======== DATA ========

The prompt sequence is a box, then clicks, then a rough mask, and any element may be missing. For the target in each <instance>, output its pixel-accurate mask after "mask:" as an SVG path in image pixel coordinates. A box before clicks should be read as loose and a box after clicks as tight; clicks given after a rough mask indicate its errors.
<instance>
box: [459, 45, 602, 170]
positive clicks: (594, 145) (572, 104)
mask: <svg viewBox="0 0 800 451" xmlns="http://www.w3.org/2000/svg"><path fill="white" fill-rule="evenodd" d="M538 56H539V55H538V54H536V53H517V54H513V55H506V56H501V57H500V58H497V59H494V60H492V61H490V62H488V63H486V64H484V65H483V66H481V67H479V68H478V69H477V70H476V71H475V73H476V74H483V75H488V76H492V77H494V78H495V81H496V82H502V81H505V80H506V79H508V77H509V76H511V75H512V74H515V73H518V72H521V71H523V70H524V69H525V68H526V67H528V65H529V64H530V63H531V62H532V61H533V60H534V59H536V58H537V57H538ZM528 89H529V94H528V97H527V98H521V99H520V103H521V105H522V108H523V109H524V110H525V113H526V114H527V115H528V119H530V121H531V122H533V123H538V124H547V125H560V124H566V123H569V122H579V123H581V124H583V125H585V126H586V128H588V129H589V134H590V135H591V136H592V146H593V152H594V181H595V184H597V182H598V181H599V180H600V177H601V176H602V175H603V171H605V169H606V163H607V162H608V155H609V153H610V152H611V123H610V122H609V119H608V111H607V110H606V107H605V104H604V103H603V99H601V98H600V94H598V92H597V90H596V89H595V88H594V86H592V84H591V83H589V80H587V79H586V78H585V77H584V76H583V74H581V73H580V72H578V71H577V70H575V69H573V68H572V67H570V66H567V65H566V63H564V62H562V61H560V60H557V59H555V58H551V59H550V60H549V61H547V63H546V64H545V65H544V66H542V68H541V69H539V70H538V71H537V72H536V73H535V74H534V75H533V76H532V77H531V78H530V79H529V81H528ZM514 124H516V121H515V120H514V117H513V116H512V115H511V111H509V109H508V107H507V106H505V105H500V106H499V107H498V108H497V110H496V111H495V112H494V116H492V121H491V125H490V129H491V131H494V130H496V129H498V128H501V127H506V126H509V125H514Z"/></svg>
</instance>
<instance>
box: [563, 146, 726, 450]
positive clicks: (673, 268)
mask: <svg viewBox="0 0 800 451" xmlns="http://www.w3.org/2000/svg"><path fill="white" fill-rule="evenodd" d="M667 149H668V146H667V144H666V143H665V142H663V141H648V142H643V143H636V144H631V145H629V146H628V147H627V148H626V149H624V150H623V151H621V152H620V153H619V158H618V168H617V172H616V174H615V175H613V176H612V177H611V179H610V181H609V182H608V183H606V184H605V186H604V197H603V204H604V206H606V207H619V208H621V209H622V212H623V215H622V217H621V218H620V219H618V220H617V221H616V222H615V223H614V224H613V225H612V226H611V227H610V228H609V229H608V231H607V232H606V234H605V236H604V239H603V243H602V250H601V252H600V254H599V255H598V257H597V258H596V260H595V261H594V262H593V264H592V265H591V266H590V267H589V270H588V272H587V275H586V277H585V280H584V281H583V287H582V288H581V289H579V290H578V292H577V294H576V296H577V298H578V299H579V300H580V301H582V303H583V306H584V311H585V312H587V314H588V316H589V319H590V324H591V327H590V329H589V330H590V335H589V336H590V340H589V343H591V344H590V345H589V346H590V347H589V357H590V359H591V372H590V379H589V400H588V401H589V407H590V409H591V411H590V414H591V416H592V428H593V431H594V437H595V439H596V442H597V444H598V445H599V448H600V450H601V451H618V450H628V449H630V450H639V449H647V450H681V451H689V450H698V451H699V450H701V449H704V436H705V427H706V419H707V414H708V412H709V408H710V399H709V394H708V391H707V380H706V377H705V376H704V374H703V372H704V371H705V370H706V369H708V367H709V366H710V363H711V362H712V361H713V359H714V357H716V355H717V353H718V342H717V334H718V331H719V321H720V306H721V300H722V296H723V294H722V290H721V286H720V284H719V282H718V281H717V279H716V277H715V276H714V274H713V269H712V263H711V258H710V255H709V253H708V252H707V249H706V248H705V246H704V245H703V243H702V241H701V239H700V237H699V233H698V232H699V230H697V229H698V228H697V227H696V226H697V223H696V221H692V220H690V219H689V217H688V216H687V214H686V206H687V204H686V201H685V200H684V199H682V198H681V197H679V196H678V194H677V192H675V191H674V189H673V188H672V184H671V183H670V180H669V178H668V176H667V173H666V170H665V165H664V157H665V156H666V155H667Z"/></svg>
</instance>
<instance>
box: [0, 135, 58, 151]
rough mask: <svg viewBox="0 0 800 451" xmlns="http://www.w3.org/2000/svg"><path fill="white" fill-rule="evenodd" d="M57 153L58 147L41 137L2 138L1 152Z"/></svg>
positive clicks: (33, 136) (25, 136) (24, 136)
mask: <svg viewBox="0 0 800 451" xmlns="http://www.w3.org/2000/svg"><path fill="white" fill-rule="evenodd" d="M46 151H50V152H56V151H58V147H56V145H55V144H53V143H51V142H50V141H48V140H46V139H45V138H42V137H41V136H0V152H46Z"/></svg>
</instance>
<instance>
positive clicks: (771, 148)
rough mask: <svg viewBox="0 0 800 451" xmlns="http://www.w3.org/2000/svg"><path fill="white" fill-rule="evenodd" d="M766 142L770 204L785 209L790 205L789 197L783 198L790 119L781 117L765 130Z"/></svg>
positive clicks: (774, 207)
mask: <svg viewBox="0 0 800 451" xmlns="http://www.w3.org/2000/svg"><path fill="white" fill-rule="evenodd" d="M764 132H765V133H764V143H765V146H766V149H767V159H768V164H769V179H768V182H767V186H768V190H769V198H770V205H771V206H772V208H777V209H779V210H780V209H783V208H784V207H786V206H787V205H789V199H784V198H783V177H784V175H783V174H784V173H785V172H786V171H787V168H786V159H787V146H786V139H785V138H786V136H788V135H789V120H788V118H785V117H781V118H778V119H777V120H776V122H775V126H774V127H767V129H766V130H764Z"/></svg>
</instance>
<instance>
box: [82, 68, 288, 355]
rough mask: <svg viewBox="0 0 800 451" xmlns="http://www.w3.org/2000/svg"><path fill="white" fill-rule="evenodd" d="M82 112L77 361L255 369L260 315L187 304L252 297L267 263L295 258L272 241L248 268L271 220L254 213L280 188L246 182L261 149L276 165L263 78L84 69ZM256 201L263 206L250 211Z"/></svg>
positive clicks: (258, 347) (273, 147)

========

__GOAL OF THE EXERCISE__:
Gather every line of the data above that contains the string "positive" and copy each one in full.

__ANSWER BOX__:
positive clicks: (594, 145) (572, 104)
positive clicks: (673, 268)
positive clicks: (33, 136) (25, 136) (24, 136)
positive clicks: (771, 148)
positive clicks: (774, 207)
positive clicks: (258, 347) (273, 147)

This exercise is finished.